* [STATED EXERCISE]: Reproduce the material below, replacing "suit lapel" with "jacket lapel" wherever it occurs and keeping everything else the same.

Collected data

"""

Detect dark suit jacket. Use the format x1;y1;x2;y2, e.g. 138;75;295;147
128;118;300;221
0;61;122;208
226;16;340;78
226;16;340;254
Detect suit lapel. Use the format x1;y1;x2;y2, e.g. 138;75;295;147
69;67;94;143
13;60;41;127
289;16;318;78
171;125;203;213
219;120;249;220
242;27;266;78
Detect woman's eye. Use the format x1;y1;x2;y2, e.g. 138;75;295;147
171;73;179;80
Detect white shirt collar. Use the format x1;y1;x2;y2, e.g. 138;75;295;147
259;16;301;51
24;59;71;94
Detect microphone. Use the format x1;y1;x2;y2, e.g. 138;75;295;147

"""

* [TASK RESPONSE]:
Detect dark suit jacket. Use the format x1;y1;x2;y2, e.g. 138;75;295;147
128;118;300;221
0;61;122;208
226;16;340;78
226;16;340;254
Detect jacket lapel. Use the format x1;y1;x2;y2, e.g. 138;75;295;147
69;67;94;143
13;60;41;127
289;16;318;78
171;125;203;213
219;120;249;220
242;27;266;78
Detect woman's eye. Use the format x1;y1;x2;y2, e.g. 138;75;295;147
171;73;179;80
Detect white shirt collar. Use the format x1;y1;x2;y2, e.g. 138;75;295;147
259;16;301;51
24;59;71;94
Detect microphone. Use the format x1;y1;x2;y2, e.g. 138;75;295;147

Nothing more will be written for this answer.